> What the task requires
Convert the data into a two-column CSV with the headers text and answer, beginning at the line that has "the mountain range" and stopping after the line that has "449,300,471,321". Give one row per text with its answer, put each in a single quoted field with line breaks turned into spaces, and leave the pictures out.

> Items
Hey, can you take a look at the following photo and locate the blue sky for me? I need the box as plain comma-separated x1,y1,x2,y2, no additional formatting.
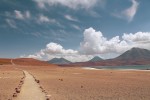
0,0,150,61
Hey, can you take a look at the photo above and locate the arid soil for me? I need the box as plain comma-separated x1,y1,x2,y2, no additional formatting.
0,65,23,100
29,67,150,100
0,63,150,100
14,71,46,100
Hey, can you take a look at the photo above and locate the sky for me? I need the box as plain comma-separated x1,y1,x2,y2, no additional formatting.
0,0,150,62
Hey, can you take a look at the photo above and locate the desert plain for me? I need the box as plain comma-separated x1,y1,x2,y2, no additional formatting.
0,60,150,100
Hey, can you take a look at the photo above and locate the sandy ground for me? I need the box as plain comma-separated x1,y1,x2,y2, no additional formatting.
0,65,23,100
29,68,150,100
0,66,150,100
14,71,46,100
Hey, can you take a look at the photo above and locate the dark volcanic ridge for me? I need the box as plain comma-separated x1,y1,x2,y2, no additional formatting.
88,56,103,62
47,58,72,64
62,48,150,66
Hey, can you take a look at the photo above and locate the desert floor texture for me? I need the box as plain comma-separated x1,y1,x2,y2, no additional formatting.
0,65,150,100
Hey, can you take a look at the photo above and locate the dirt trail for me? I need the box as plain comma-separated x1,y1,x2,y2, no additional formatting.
14,71,46,100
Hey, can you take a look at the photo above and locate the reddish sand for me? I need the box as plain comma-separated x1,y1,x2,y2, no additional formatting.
0,58,11,65
0,65,23,100
26,68,150,100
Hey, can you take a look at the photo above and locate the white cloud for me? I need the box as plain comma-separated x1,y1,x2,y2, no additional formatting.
71,24,81,31
37,14,56,23
113,0,139,22
14,10,24,19
42,42,78,55
25,11,31,18
64,15,79,22
80,28,150,55
122,32,150,42
14,10,31,20
24,27,150,62
34,0,99,9
6,19,17,28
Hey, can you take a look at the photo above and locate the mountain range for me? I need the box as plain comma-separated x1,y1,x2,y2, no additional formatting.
47,58,72,65
62,48,150,66
0,48,150,66
89,56,103,62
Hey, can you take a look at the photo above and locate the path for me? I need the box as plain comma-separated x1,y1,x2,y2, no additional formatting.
11,59,15,65
14,71,46,100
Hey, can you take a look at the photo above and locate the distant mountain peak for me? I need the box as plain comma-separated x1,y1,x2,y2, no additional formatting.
47,58,71,64
89,56,103,62
116,47,150,60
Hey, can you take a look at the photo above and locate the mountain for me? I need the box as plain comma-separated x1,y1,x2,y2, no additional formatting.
11,58,52,66
89,56,103,62
116,48,150,60
47,58,71,64
63,48,150,67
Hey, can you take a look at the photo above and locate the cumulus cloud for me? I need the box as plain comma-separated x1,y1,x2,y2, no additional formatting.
64,15,79,22
113,0,139,22
42,42,77,55
122,32,150,42
14,10,31,20
34,0,99,9
80,28,150,55
24,27,150,62
71,24,81,31
6,19,17,28
37,14,56,23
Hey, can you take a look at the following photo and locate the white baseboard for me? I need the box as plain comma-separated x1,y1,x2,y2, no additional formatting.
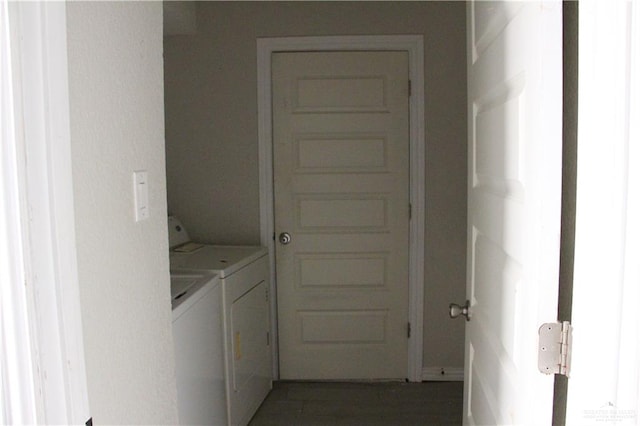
422,367,464,382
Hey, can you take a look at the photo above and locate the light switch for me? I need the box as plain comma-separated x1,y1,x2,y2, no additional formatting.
133,170,149,222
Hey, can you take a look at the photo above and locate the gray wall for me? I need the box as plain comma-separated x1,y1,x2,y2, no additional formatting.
164,2,467,368
67,2,177,424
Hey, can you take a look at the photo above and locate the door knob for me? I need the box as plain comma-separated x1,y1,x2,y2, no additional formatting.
278,232,291,244
449,300,471,321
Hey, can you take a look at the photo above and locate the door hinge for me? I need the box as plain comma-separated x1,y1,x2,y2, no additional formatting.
538,321,571,377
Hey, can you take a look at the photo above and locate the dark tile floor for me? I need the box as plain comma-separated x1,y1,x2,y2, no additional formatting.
249,382,462,426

> Written solution
text,answer
"Hey, can you take a look at the photo above and locate the mountain range for me? I need the box as plain comma-separated x1,y1,x2,y2, no additional formatting.","47,58,72,65 62,48,150,66 0,48,150,66 89,56,103,62"
"Hey, can you take a look at the photo above and locate the path for me? I need the box as plain comma-separated x1,y1,x2,y2, no additional formatting.","11,59,15,65 14,71,46,100"
"Hey, can you take a look at the photo above and locate the distant mountain peak for me? I need the box as plain comma-separated x1,y1,x2,y2, no additional formatting.","47,58,71,64 89,56,103,62 116,47,150,60"
"Hey, can you take a look at the photo above and locate the mountain for me? I need the box as plain comma-separated x1,y1,x2,y2, no additional formatting.","11,58,52,66 89,56,103,62 116,48,150,60 47,58,71,64 63,48,150,67"
"Hey, can you take a look at the photo above and locate the cumulus cloud for me? I need the box as plain comma-separated x1,y1,x2,y2, no additional formatting.","64,15,79,22 113,0,139,22 42,42,77,55 122,32,150,42 14,10,31,20 34,0,99,9 80,28,150,55 24,27,150,62 71,24,81,31 6,19,17,28 37,14,56,23"
"Hey, can you take a look at the following photo and locate the white baseboard for me? I need the box as plain comma-separated x1,y1,x2,y2, no additional formatting.","422,367,464,382"
"Hey, can you take a look at the photo above and locate the light switch for me? I need the box as plain comma-separated x1,y1,x2,y2, no additional formatting.","133,170,149,222"
"Hey, can you take a look at the photo above and locate the gray wall for me? I need the box as plain comma-separated x1,y1,x2,y2, no additional formatting.","164,2,467,368 67,2,177,424"
"Hey, can you take a look at the photo above and locate the door knob for me? I need the box as plain comma-separated x1,y1,x2,y2, no additional formatting.","278,232,291,244 449,300,471,321"